## BEGIN
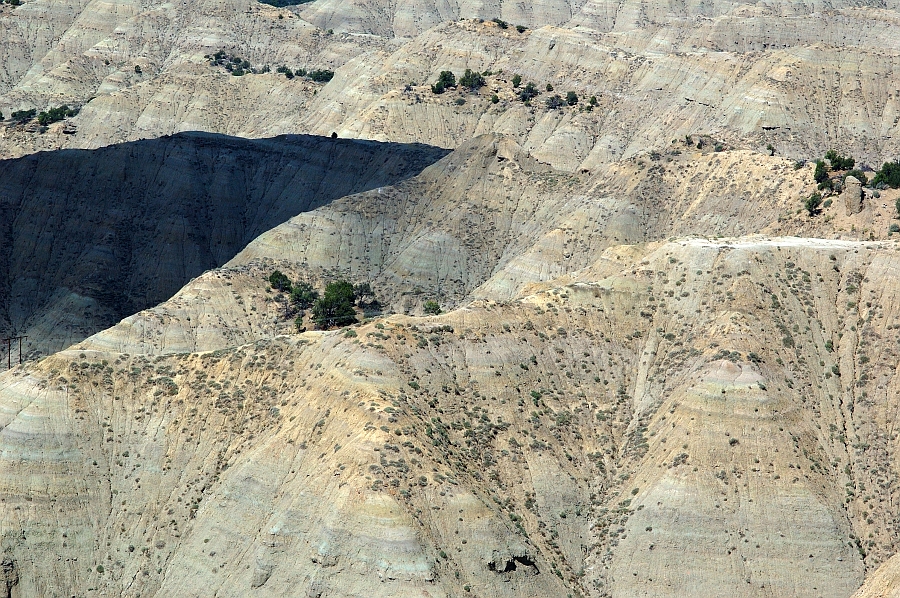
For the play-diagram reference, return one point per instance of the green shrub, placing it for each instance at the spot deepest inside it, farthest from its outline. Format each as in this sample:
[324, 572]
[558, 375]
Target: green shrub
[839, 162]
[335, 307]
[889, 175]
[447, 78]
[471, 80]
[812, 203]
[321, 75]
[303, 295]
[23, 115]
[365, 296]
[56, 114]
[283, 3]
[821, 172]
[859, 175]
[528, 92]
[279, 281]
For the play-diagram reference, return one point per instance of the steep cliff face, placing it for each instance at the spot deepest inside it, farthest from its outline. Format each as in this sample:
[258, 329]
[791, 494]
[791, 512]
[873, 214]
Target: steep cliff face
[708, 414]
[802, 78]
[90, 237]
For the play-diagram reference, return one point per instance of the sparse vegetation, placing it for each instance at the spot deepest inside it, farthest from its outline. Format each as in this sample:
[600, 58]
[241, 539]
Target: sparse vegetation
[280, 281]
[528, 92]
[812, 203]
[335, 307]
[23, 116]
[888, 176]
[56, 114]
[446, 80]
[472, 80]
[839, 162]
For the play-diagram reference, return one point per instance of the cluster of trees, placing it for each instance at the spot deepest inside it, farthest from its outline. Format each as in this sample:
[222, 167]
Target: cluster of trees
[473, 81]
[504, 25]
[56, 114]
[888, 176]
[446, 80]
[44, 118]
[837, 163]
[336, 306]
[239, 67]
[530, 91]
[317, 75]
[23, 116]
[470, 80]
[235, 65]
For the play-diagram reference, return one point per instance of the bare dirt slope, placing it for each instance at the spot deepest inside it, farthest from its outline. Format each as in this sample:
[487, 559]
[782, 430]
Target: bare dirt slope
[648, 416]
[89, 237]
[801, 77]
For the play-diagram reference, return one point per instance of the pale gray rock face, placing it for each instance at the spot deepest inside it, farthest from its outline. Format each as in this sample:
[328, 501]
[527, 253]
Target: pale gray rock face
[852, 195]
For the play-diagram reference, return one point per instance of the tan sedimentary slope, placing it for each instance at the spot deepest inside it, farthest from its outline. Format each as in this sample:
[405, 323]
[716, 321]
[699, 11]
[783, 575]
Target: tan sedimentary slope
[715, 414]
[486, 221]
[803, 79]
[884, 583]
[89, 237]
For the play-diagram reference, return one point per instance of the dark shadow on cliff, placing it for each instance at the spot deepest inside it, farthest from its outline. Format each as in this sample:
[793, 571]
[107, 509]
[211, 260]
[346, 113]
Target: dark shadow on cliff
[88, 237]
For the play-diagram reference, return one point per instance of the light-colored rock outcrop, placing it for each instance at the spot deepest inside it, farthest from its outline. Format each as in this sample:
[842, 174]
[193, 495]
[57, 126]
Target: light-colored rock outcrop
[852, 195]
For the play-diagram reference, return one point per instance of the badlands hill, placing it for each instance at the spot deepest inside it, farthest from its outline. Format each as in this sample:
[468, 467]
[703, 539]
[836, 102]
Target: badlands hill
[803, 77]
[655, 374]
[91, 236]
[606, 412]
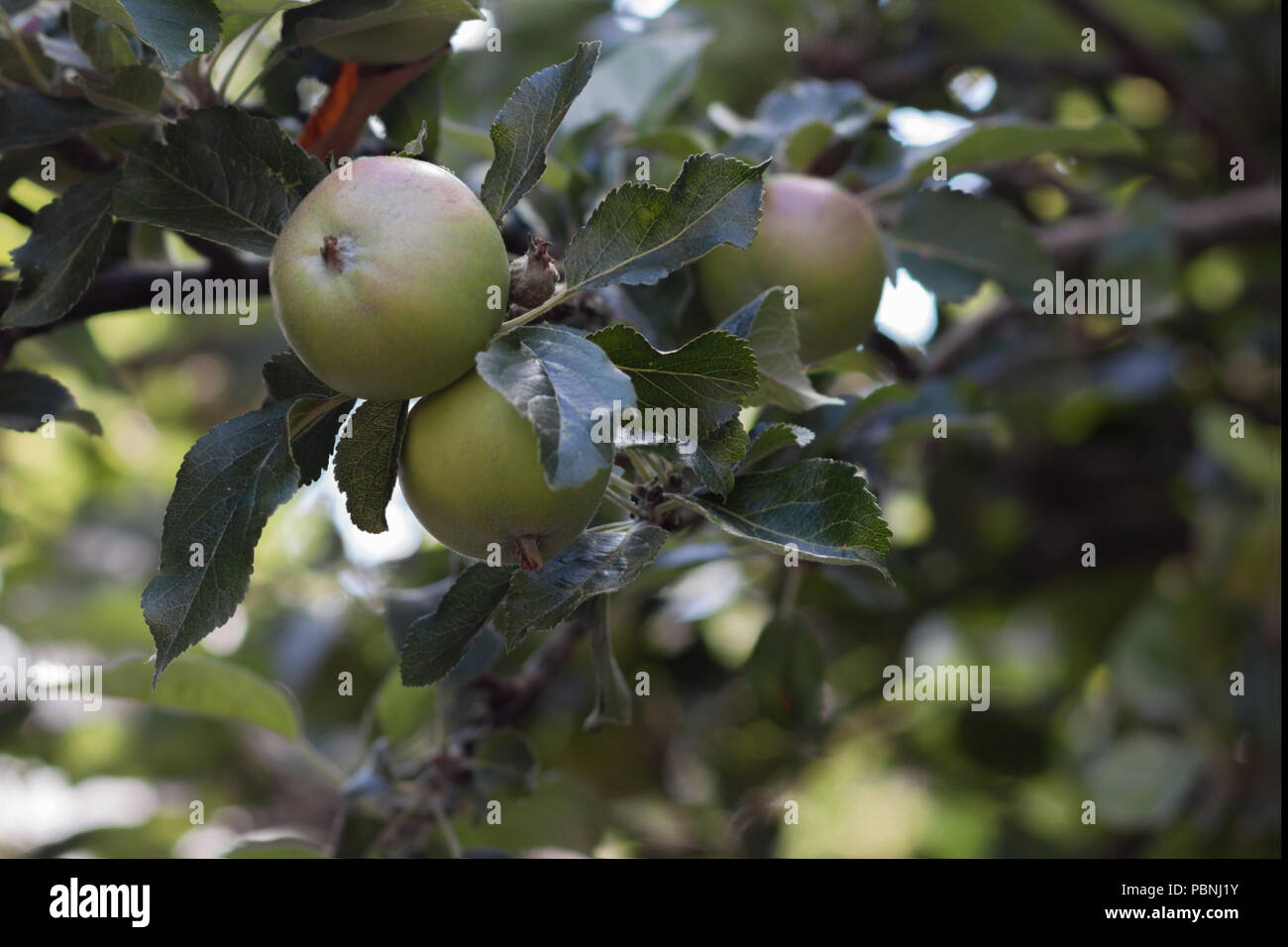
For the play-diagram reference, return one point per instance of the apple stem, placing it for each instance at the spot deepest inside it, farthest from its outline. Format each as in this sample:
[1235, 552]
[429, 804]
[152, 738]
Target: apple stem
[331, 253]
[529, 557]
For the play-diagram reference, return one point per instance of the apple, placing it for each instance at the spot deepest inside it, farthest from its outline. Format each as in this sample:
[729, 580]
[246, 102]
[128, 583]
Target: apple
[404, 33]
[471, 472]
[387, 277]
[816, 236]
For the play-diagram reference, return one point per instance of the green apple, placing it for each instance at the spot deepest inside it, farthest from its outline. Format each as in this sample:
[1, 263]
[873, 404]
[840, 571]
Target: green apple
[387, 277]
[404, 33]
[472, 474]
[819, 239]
## END
» Request: Write out every line of the rows again, starting at the line that contains "the apple, placing" and ending at the end of the rows. Multiply each answer coordinate by 1.05 and round it to a whole number, with halves rounded up, and leave all other numbers as they are.

» Output:
For the play-diagram reference, return one point per instance of the apple, placing it for each instance at the spot deepest inside it, farthest from its outline. Format each as in this sample:
[729, 580]
[246, 102]
[128, 583]
Target: apple
[424, 35]
[495, 496]
[406, 291]
[857, 248]
For the play-diagram reference, return one point per instance of the green apple, placing it for each instance at the spot deepest inside it, farthest from its outline. Format each as in this sample:
[1, 263]
[873, 404]
[840, 571]
Target: green apple
[406, 291]
[424, 35]
[496, 498]
[860, 251]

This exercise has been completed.